### Written request
Copy the entries word for word, starting at the first line and ending at the line containing "(1233, 361)", with both of those lines included. Leave out the pictures.

(Dataset entries)
___

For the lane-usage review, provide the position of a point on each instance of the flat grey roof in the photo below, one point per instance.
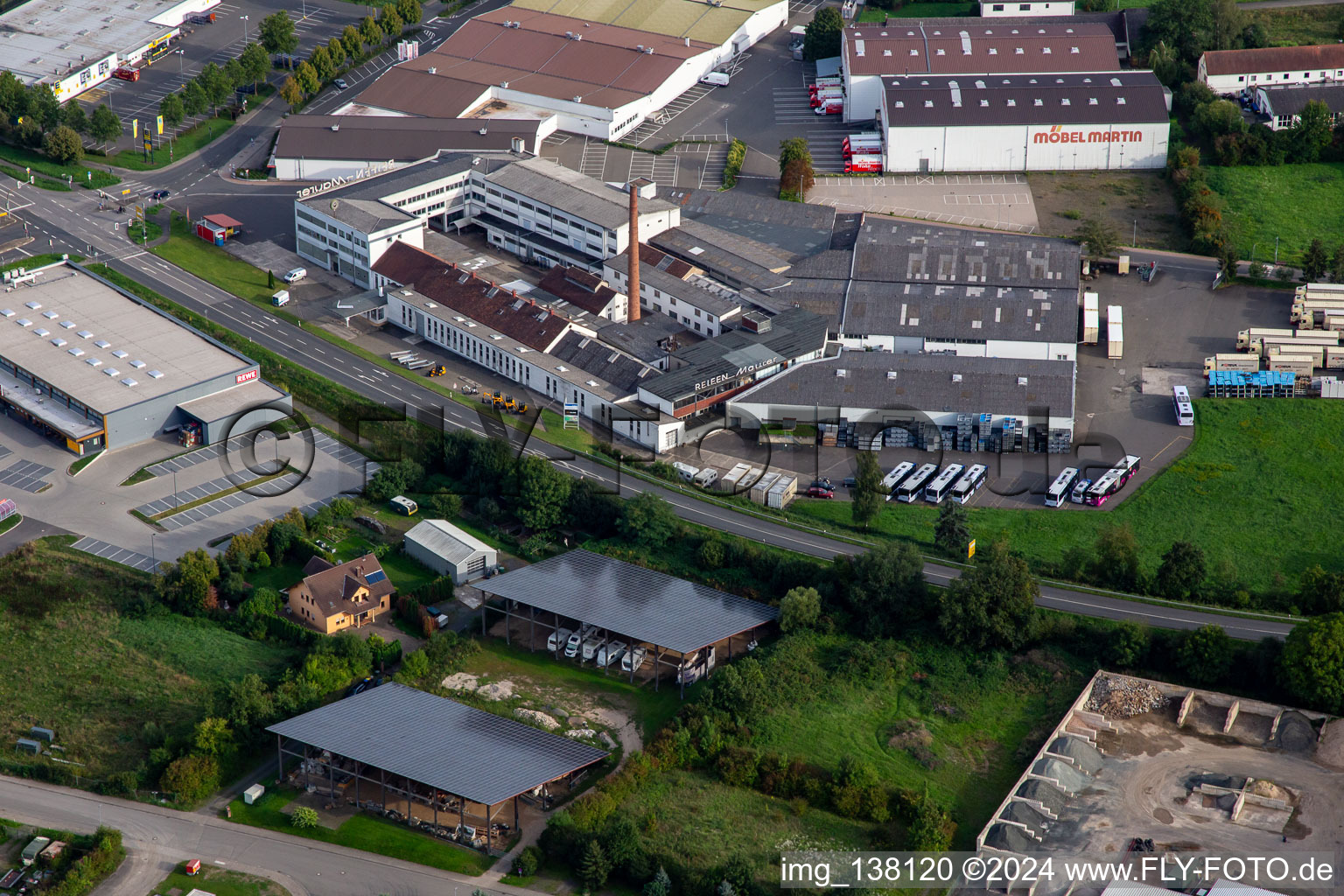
(45, 35)
(159, 354)
(925, 383)
(631, 601)
(948, 311)
(438, 742)
(570, 191)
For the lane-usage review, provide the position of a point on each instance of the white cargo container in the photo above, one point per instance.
(782, 492)
(1115, 333)
(1231, 361)
(761, 488)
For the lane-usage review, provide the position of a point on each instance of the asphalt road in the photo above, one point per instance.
(158, 840)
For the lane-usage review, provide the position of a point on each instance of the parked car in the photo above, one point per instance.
(611, 653)
(592, 644)
(634, 659)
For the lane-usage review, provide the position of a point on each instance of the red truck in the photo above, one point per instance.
(855, 164)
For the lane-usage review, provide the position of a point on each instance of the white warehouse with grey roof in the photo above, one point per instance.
(92, 367)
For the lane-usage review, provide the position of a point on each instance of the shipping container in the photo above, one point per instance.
(761, 488)
(1246, 336)
(1233, 361)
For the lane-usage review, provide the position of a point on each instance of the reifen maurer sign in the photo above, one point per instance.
(1060, 135)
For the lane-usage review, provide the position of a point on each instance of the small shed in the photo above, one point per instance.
(217, 228)
(449, 551)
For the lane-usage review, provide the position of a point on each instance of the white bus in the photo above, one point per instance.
(970, 482)
(892, 480)
(1112, 480)
(1184, 410)
(913, 486)
(938, 489)
(1058, 492)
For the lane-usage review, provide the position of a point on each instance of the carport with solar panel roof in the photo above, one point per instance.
(433, 763)
(682, 626)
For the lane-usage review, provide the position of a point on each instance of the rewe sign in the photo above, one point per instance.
(1058, 135)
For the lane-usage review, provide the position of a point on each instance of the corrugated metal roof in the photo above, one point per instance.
(631, 601)
(1097, 98)
(438, 742)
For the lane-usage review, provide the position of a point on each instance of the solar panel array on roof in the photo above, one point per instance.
(438, 742)
(631, 601)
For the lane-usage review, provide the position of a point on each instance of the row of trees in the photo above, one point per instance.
(328, 60)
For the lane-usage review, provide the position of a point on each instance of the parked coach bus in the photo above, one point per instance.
(1058, 492)
(1112, 481)
(970, 482)
(937, 491)
(913, 486)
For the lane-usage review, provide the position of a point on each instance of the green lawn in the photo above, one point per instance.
(920, 11)
(42, 165)
(220, 883)
(1254, 468)
(365, 832)
(1293, 203)
(80, 664)
(213, 263)
(183, 145)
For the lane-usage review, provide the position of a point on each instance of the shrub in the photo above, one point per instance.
(304, 818)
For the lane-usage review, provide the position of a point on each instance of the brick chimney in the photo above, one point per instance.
(634, 248)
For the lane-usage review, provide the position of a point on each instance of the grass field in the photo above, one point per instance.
(1254, 468)
(183, 145)
(1293, 203)
(220, 883)
(1306, 24)
(365, 832)
(214, 265)
(82, 667)
(78, 172)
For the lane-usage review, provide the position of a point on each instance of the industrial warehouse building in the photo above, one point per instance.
(418, 758)
(598, 69)
(1233, 72)
(94, 367)
(449, 551)
(75, 45)
(1110, 120)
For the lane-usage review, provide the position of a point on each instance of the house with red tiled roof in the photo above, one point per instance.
(338, 597)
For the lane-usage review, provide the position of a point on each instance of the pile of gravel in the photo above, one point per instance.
(1117, 697)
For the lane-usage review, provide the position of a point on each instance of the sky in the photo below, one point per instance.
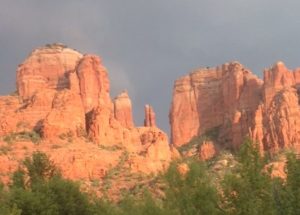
(147, 44)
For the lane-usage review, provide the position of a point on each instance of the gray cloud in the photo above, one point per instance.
(146, 44)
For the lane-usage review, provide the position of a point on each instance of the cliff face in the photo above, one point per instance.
(232, 100)
(65, 97)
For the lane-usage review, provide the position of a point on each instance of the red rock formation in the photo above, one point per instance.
(65, 95)
(208, 98)
(66, 116)
(46, 67)
(207, 150)
(123, 110)
(93, 82)
(149, 117)
(240, 104)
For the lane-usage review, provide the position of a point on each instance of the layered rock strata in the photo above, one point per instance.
(64, 96)
(232, 100)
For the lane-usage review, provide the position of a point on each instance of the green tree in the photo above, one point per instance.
(250, 190)
(191, 194)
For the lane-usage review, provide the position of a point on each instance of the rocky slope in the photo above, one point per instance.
(63, 108)
(233, 103)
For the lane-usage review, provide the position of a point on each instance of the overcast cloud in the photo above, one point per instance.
(147, 44)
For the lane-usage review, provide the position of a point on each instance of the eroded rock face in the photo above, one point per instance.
(65, 96)
(207, 150)
(225, 96)
(66, 117)
(93, 82)
(149, 117)
(46, 67)
(123, 110)
(231, 98)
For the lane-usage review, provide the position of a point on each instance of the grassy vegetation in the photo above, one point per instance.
(38, 188)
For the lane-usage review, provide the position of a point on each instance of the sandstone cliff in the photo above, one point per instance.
(234, 102)
(63, 108)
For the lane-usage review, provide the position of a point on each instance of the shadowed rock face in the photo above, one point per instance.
(231, 98)
(64, 96)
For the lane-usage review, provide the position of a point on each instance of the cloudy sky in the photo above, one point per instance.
(147, 44)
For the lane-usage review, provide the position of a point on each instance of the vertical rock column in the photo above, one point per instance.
(149, 117)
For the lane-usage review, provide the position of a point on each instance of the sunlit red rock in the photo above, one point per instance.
(150, 120)
(93, 82)
(224, 96)
(207, 150)
(66, 117)
(123, 110)
(235, 101)
(46, 67)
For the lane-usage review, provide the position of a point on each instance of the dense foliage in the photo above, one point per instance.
(37, 188)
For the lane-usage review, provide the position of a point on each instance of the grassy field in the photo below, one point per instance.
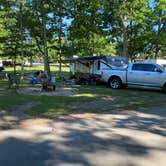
(96, 99)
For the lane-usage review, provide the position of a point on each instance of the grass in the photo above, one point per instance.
(130, 99)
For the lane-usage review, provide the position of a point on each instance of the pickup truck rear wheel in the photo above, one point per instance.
(115, 83)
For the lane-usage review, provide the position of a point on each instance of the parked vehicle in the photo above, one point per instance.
(89, 68)
(138, 74)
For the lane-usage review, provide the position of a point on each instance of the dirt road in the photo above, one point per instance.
(128, 138)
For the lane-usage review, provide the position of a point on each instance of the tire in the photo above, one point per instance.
(115, 83)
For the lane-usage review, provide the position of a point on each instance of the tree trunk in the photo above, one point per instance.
(60, 44)
(21, 38)
(46, 60)
(125, 45)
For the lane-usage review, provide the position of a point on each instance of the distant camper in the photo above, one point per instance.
(84, 67)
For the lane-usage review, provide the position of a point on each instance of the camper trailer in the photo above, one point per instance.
(91, 67)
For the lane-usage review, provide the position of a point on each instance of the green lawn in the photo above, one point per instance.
(86, 99)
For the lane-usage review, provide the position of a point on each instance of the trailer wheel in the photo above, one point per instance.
(115, 83)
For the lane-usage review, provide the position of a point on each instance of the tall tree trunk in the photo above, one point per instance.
(125, 45)
(158, 34)
(60, 44)
(46, 60)
(21, 38)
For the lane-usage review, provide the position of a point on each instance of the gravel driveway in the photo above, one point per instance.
(128, 138)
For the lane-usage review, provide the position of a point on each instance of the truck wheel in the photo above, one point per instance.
(115, 83)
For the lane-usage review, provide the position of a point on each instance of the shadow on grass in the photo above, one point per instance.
(77, 141)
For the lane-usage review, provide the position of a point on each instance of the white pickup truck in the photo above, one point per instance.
(138, 74)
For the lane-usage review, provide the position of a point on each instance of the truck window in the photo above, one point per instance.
(149, 67)
(138, 67)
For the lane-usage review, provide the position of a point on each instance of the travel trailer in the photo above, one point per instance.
(83, 68)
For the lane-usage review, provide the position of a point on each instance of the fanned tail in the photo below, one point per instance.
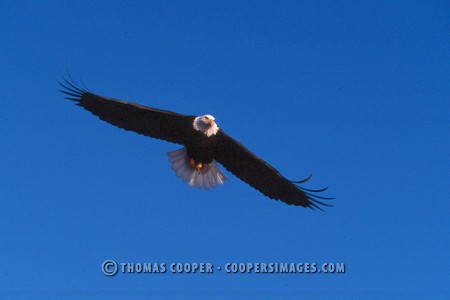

___

### Exercise solution
For the lane-usage review, provide the position of a point on each instance of the flat grey roof in the photo below, one point per instance.
(45, 35)
(159, 354)
(925, 383)
(631, 601)
(948, 311)
(438, 742)
(570, 191)
For the lane-usage review, provide the position of a point on each instance of the white cargo container in the photo above, one point per instance.
(782, 492)
(1115, 333)
(1231, 361)
(761, 488)
For the lane-usage review, provide the position of a point on each instance of the asphalt road in the photo above, one point per instance.
(158, 840)
For the lane-usage review, provide the position of a point on each instance of the parked car in the photo above, one point per instance.
(611, 653)
(592, 644)
(634, 659)
For the lane-usage review, provide the position of a point on each instance of the red truck in the photo above, one point per instance.
(855, 164)
For the lane-usage review, provide the position of a point on each instance of the white warehouse with grey roof in the photo above, one point per instance.
(92, 367)
For the lane-usage review, provide the position of a point on each instance of the shipping container in the photo above, one point per instance.
(761, 488)
(1246, 336)
(1233, 361)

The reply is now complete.